● Verilen Görev 1
Lütfen kayıtlarda "faucet" sözcüğünü içeren her satırı belirleyip kopyalayın. Büyük-küçük harf ayrımı önemlidir.

● Seçilen Metin
%%

PİRHA – 17 Eylül’de İstanbul Kartal’da yapılacak mitinge katılmayacağını belirten kimi Alevi kurumlarının açıklamalarının ardından miting tertip komitesinden çağrı geldi. Tertip Komitesi adına ABF Genel Başkan Yardımcısı Hasan Gülüm imzasıyla “Tüm Alevi kurumlarına çağrımızdır” başlıklı açıklamada “mitinge hazırlık sürecinde bazı eksikliklerimizin olduğunu biliyoruz. Şimdi bunları gerekçe yaparak mitinge gelmemek içinde bulunduğumuz koşullarda gerçekçi bir tutum değildir” denildi.
17 Eylül’de İstanbul Kartal’da yapılacak mitingin tertip komitesi Başkanı Hasan Gülüm imzasıyla tüm Alevi kurumlarına hitaben bir çağrı metni yayınlandı. Çağrı metninde yeni eğitim müfredatının ve içinde bulunduğumuz sürecin Alevi toplumu açısından nasıl riskler barındırdığına vurgu yapılarak, özellikle bu mitinge mesafeli duran, şu veya bu gerekçeyle rolünü oynamayan Alevi kurumlarının konunun hassasiyetini gözeterek yaşanan eksikliklere rağmen yer alması çağrısında bulundu.
Hasan Gülüm imzasıyla yayınlanan çağrının tam metnini olduğu gibi yayınlıyoruz.
TÜM ALEVİ KURUMLARINA ÇAĞRIMIZDIR
Çağrı metninde öncelikle miting kararının nasıl geliştiği ve ilgili Alevi kurumlarıyla paylaşım süreçlerinde yaşanan sıkıntıların nasıl geliştiği üzerinde durulmuş “17 Eylülde Kartal’da yapılacak miting çalışmaları tüm hızıyla sürerken miting faaliyetininin yürütülmesi sırasında yaşadığımız bazı eksikliklerin olduğunu biliyoruz. Bu eksiklikleri tek tek anlatmak yerine tüm Alevi canlarımıza bu açıklama ile çağrıda bulunarak hem gerçek niyetimizi ifade etmek hem de eksikliklerimiz açıkça tüm alevi canların bizlerden direk olarak duymasının sağlayacağız.
Alevi Bektaşi federasyonu GYK’sinin 18 ağustosta yapılan toplantısında bu karar bileşenlerimiz; başta PSAKD, AKD ve Bağımsız Şube ve Cem evlerimiz ile birlikte alındı.
Bu kararı bileşenimiz olmayan Hacı Bektaşi Veli Anadolu Kültür Vakfı’da destekledi.
Kararın alınması sonrası Eğitim-Sen ile ortaklaşması ise ortak müfredat toplantısında gerçekleştirildi.
Esas olarak miting kararı alındıktan sonra hemen Alevi kurumlarımıza çağrı yapılması kararlaştırılmıştı. Kararlaştırma tam olarak ortaklaşamadan kamuoyuna yansıması oldu.

%%

● Verilen Görev 2
Miting çağrısı metninin "TÜM ALEVİ KURUMLARINA" ile başlayıp "Kültür Vakfı’da destekledi." sözlerine kadar süren bölümünü, "18 ağustosta" ifadesini "20 ağustosta" ile değiştirerek yeniden yazın.

● Ham Veri
%%

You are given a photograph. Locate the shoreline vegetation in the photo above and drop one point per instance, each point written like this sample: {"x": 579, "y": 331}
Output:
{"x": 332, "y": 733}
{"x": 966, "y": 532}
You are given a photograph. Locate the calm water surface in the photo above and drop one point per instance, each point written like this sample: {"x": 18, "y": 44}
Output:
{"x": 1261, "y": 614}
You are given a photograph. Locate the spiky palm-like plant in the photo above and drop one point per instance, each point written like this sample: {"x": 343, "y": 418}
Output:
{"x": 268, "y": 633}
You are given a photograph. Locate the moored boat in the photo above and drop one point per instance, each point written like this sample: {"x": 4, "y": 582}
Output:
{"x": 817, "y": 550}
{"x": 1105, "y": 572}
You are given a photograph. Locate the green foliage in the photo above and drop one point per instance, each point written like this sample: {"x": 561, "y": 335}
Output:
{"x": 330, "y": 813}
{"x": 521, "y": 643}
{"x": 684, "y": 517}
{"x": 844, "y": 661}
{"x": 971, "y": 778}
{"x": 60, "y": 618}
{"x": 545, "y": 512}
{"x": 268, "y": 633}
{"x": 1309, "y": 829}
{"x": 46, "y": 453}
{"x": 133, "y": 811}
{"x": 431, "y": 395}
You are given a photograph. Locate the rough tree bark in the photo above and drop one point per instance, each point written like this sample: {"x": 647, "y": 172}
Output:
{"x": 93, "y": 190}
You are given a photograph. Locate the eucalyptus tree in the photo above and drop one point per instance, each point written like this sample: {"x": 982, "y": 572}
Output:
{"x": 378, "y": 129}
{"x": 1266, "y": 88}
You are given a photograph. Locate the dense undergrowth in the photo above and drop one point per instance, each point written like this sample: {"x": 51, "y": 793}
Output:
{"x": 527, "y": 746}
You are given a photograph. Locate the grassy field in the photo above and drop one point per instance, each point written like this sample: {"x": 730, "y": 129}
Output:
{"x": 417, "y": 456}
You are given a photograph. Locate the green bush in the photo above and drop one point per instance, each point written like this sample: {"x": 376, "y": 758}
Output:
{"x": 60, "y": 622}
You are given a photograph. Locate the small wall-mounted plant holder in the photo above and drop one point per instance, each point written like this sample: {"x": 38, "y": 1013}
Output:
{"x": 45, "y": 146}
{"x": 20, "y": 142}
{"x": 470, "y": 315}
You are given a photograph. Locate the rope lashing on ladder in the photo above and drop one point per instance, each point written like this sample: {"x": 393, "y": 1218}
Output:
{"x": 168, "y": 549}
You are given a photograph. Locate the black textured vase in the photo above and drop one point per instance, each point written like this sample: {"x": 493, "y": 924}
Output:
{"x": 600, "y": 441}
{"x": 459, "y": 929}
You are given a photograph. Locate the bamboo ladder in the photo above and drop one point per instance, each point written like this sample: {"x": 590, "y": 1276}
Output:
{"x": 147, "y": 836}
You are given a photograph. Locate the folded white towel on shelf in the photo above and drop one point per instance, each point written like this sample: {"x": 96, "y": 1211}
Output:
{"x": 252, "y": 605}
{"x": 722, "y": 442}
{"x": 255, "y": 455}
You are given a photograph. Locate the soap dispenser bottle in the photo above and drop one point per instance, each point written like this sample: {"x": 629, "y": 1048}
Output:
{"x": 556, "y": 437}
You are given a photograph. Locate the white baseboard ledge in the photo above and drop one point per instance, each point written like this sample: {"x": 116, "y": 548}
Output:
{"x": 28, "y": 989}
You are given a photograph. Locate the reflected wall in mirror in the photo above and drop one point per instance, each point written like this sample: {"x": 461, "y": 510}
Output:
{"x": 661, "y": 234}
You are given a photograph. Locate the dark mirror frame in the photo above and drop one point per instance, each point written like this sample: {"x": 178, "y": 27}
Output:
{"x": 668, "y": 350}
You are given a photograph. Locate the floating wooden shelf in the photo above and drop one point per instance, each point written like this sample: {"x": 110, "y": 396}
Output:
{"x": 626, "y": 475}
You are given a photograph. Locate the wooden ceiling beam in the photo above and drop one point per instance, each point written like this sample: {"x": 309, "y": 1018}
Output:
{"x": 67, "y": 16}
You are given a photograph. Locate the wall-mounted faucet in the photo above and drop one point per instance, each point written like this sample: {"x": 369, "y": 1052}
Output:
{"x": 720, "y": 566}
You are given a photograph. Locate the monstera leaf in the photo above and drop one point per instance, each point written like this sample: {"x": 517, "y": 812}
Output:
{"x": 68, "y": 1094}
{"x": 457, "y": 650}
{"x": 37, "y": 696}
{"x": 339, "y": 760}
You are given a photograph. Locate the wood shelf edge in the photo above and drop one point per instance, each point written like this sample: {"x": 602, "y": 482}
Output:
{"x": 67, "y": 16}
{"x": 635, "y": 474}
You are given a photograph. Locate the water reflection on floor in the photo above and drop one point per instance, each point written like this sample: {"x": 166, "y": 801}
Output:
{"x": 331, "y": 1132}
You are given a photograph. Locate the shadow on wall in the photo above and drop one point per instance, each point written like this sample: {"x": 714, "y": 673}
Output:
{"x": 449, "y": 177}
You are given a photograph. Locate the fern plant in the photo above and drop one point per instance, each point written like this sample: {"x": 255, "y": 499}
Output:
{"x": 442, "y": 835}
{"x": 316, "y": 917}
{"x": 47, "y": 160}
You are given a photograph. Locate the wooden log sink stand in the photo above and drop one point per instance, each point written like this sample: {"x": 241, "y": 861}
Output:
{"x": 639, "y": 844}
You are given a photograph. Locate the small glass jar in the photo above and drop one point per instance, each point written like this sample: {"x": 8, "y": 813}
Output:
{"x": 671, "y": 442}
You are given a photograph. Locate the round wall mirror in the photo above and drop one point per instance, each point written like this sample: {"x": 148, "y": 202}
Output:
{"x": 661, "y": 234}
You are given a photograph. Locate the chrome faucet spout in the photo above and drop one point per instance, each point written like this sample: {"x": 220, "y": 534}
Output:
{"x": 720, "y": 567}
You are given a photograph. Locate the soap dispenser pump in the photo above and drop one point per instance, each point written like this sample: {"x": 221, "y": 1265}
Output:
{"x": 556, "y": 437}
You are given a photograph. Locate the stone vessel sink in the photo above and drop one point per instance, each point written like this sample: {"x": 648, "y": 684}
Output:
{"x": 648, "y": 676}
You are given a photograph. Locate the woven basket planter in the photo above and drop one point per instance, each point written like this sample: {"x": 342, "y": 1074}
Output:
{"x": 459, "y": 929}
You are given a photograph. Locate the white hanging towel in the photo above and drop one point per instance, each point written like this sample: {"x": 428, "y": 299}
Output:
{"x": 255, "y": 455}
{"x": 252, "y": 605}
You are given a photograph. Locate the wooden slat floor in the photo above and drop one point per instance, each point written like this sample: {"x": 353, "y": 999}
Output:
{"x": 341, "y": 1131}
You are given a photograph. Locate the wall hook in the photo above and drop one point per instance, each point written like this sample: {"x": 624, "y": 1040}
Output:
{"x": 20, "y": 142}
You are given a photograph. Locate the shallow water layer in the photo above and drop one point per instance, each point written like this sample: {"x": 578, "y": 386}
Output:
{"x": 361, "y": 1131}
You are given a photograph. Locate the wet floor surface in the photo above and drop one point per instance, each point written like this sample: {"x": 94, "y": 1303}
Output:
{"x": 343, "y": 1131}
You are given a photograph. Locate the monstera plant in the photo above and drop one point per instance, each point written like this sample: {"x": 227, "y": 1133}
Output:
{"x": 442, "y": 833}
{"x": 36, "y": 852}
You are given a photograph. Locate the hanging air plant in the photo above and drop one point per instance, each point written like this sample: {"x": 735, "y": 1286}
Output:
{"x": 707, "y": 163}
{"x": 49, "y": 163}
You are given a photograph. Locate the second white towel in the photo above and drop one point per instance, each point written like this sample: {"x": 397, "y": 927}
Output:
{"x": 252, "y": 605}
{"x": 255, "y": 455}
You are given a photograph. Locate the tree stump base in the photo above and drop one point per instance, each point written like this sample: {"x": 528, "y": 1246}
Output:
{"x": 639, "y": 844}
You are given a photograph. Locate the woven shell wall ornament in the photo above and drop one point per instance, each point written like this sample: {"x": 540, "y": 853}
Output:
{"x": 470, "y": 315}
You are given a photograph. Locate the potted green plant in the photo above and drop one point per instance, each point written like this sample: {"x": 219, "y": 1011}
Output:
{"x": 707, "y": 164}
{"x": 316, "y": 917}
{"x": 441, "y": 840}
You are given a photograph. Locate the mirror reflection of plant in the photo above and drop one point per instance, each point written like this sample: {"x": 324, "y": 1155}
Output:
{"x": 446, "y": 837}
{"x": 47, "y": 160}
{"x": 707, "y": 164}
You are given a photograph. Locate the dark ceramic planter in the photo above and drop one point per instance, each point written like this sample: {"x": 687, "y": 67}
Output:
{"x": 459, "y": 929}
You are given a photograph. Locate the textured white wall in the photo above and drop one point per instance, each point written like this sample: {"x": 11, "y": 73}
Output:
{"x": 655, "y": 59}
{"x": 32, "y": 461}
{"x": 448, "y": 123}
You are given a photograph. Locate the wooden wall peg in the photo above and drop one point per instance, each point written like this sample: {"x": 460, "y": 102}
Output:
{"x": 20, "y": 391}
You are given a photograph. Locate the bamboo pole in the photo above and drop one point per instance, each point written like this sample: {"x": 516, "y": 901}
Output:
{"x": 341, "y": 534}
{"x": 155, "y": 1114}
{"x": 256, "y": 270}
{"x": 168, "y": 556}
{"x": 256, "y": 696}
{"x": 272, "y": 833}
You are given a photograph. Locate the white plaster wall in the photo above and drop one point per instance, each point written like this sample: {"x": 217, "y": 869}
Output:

%%

● Yazılı Yanıt 1
You are given a photograph. Locate the wall-mounted faucet in the photo above and drop one point per instance, each point written like this sample: {"x": 369, "y": 1052}
You are given a photograph. Locate the chrome faucet spout in the photo above and drop one point per instance, each point written like this sample: {"x": 220, "y": 534}

● Yazılı Yanıt 2
TÜM ALEVİ KURUMLARINA ÇAĞRIMIZDIR
Çağrı metninde öncelikle miting kararının nasıl geliştiği ve ilgili Alevi kurumlarıyla paylaşım süreçlerinde yaşanan sıkıntıların nasıl geliştiği üzerinde durulmuş “17 Eylülde Kartal’da yapılacak miting çalışmaları tüm hızıyla sürerken miting faaliyetininin yürütülmesi sırasında yaşadığımız bazı eksikliklerin olduğunu biliyoruz. Bu eksiklikleri tek tek anlatmak yerine tüm Alevi canlarımıza bu açıklama ile çağrıda bulunarak hem gerçek niyetimizi ifade etmek hem de eksikliklerimiz açıkça tüm alevi canların bizlerden direk olarak duymasının sağlayacağız.
Alevi Bektaşi federasyonu GYK’sinin 20 ağustosta yapılan toplantısında bu karar bileşenlerimiz; başta PSAKD, AKD ve Bağımsız Şube ve Cem evlerimiz ile birlikte alındı.
Bu kararı bileşenimiz olmayan Hacı Bektaşi Veli Anadolu Kültür Vakfı’da destekledi.